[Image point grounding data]
_ _ _ _ _ _ _

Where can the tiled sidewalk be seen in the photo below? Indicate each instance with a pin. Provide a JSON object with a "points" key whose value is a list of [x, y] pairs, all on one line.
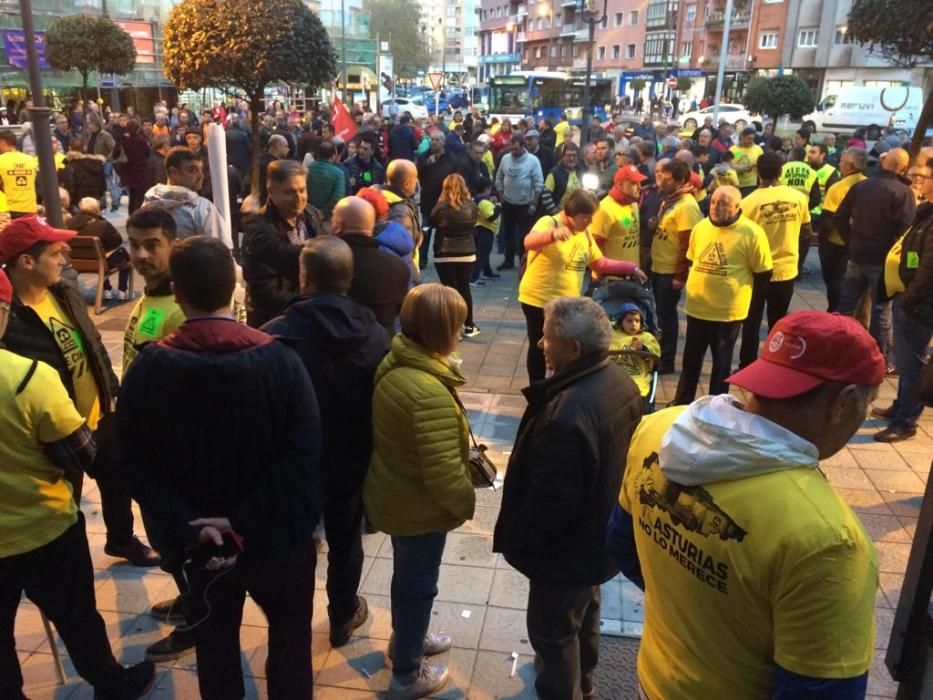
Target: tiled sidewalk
{"points": [[481, 600]]}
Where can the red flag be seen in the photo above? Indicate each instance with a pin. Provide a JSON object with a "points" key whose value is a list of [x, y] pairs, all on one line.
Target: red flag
{"points": [[343, 123]]}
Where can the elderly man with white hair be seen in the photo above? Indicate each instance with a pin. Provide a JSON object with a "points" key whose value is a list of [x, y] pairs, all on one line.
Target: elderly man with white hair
{"points": [[564, 471]]}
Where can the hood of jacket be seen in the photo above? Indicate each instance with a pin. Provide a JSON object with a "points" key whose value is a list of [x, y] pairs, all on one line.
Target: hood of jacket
{"points": [[395, 237], [714, 439]]}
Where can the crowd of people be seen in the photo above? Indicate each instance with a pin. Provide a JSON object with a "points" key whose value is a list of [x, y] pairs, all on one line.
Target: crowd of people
{"points": [[348, 359]]}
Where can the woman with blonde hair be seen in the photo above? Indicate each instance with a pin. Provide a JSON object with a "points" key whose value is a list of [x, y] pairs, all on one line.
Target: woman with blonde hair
{"points": [[454, 217]]}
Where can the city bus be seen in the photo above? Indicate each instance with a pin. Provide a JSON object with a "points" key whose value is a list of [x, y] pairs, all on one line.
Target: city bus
{"points": [[545, 95]]}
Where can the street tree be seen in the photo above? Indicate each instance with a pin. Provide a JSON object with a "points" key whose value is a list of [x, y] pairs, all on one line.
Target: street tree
{"points": [[85, 43], [902, 32], [399, 23], [775, 97], [247, 44]]}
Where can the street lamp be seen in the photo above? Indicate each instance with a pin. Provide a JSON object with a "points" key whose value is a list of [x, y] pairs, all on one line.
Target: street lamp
{"points": [[592, 18]]}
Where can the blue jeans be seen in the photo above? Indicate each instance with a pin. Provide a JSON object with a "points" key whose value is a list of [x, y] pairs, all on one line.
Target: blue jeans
{"points": [[911, 340], [416, 566], [858, 280]]}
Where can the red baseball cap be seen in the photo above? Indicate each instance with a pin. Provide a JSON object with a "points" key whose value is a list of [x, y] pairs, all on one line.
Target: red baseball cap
{"points": [[629, 173], [21, 234], [808, 348]]}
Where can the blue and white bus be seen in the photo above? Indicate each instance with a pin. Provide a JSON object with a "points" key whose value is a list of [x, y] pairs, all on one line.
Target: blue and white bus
{"points": [[545, 95]]}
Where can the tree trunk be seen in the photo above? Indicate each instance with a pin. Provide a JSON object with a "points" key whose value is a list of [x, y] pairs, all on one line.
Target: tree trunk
{"points": [[926, 116]]}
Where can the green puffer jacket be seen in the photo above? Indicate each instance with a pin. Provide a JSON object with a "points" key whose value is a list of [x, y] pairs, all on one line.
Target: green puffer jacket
{"points": [[418, 480]]}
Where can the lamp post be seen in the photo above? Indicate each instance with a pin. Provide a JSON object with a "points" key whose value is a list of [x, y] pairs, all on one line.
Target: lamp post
{"points": [[591, 18]]}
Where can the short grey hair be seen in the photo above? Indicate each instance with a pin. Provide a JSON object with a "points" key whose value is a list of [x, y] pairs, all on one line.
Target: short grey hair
{"points": [[583, 320]]}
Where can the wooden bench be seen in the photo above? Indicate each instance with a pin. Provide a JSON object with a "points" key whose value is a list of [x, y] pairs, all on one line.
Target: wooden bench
{"points": [[87, 255]]}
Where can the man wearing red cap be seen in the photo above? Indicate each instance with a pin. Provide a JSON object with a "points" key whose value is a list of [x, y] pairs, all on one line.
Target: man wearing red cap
{"points": [[49, 322], [43, 544], [760, 580]]}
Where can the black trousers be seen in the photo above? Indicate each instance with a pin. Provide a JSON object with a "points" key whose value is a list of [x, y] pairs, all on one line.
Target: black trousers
{"points": [[777, 296], [534, 360], [719, 337], [59, 578], [284, 590], [457, 275], [563, 628], [833, 260]]}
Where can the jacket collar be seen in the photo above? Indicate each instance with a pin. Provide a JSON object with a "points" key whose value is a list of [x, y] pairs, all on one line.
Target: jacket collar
{"points": [[543, 391]]}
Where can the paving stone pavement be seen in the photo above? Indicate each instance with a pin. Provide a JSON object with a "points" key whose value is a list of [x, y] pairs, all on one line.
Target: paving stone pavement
{"points": [[481, 600]]}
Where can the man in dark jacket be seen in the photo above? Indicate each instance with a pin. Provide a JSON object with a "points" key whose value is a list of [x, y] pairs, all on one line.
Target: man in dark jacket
{"points": [[560, 487], [871, 217], [49, 322], [913, 318], [236, 488], [380, 279], [272, 240], [341, 343]]}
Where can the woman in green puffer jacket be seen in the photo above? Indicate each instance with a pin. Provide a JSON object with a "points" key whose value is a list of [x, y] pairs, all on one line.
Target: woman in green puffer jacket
{"points": [[418, 486]]}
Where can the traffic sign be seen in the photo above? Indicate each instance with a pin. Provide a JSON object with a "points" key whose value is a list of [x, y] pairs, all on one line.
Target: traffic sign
{"points": [[436, 80]]}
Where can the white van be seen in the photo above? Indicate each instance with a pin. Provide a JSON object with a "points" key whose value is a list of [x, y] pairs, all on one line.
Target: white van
{"points": [[846, 109]]}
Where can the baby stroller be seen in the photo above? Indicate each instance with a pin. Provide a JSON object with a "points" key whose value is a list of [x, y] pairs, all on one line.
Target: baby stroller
{"points": [[618, 298]]}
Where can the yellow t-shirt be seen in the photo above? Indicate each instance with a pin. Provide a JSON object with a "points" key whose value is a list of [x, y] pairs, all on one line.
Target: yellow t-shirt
{"points": [[834, 196], [618, 225], [638, 368], [87, 396], [18, 173], [557, 270], [744, 575], [665, 246], [780, 211], [743, 156], [719, 286], [37, 501], [153, 318]]}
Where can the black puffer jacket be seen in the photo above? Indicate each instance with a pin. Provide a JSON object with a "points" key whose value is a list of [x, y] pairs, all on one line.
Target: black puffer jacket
{"points": [[565, 471], [454, 237], [27, 335]]}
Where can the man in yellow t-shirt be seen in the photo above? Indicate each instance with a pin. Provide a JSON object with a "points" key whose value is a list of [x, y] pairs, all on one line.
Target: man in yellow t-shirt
{"points": [[729, 255], [833, 251], [747, 153], [43, 544], [17, 177], [784, 214], [50, 323], [760, 579], [670, 230]]}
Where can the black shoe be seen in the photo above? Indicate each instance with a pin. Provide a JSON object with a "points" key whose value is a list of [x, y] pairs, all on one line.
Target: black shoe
{"points": [[136, 682], [172, 611], [895, 433], [135, 551], [340, 633], [174, 646]]}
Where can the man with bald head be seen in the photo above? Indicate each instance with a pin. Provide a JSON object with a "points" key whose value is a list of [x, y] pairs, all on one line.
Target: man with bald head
{"points": [[873, 215], [380, 279], [340, 343], [729, 255]]}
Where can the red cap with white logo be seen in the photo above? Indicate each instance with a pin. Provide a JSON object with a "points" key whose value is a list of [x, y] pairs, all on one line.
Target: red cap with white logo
{"points": [[808, 348]]}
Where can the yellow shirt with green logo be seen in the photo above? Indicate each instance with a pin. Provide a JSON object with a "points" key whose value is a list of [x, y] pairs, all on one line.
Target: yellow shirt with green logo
{"points": [[639, 368], [618, 225], [665, 246], [18, 173], [153, 318], [745, 155], [71, 345], [745, 575], [781, 211], [558, 269], [724, 261], [37, 502], [834, 197]]}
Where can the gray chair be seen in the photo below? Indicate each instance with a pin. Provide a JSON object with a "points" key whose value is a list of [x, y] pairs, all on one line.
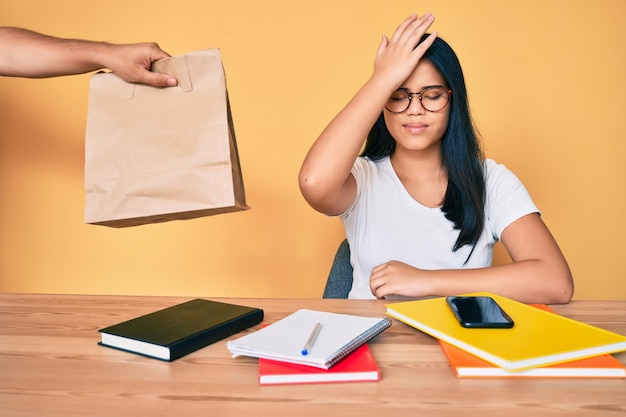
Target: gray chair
{"points": [[339, 280]]}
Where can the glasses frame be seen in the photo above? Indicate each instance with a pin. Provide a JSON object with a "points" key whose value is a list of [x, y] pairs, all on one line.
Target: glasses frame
{"points": [[419, 95]]}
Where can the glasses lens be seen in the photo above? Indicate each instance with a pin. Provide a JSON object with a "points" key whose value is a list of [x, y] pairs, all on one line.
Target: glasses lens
{"points": [[435, 99], [398, 102]]}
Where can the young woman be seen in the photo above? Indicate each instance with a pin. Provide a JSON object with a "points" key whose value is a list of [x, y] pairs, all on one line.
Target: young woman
{"points": [[421, 207]]}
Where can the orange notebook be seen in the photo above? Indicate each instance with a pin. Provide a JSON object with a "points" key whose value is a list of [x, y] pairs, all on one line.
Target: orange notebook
{"points": [[466, 365], [356, 367], [538, 339]]}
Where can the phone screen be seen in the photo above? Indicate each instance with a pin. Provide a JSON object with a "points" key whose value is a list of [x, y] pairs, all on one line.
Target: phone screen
{"points": [[480, 312]]}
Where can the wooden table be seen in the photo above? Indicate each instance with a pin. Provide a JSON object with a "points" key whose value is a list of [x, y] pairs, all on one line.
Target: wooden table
{"points": [[51, 365]]}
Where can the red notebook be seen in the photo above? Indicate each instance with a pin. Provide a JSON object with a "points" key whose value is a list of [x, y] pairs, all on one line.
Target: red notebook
{"points": [[466, 365], [356, 367]]}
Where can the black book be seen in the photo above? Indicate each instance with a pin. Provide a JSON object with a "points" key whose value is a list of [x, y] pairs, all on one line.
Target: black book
{"points": [[176, 331]]}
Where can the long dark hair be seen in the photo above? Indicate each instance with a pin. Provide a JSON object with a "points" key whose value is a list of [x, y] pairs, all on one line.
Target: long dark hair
{"points": [[464, 201]]}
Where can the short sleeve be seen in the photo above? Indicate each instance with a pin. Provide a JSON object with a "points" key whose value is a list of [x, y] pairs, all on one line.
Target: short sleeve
{"points": [[506, 197]]}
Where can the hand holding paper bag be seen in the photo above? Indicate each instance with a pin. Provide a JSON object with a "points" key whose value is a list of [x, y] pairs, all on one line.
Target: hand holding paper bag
{"points": [[154, 155]]}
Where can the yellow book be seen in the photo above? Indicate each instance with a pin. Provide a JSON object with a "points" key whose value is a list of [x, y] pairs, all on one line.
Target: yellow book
{"points": [[539, 338]]}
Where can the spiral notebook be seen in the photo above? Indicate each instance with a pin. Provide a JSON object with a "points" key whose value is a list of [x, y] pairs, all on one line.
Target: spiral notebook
{"points": [[284, 340]]}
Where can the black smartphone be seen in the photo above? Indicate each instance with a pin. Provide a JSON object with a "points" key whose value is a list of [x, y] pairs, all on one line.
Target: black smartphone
{"points": [[479, 312]]}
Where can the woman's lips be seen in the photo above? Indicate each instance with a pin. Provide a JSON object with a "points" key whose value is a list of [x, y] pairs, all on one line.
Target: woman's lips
{"points": [[415, 127]]}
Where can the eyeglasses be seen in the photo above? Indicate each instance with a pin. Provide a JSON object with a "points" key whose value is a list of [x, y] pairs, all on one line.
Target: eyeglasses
{"points": [[432, 99]]}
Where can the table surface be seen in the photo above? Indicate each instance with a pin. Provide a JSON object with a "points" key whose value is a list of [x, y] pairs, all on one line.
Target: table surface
{"points": [[51, 365]]}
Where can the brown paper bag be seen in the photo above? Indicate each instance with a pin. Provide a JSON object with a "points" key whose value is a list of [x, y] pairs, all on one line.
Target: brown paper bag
{"points": [[159, 154]]}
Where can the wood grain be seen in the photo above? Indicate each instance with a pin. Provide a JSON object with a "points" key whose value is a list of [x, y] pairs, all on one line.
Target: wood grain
{"points": [[51, 365]]}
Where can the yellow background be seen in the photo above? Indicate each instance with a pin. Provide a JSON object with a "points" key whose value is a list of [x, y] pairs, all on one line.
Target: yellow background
{"points": [[546, 85]]}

_ _ _ _ _ _ _

ACTIVITY: Say the number of lines in the entries that have the string "below", and only that.

RESULT OF THIS TASK: 2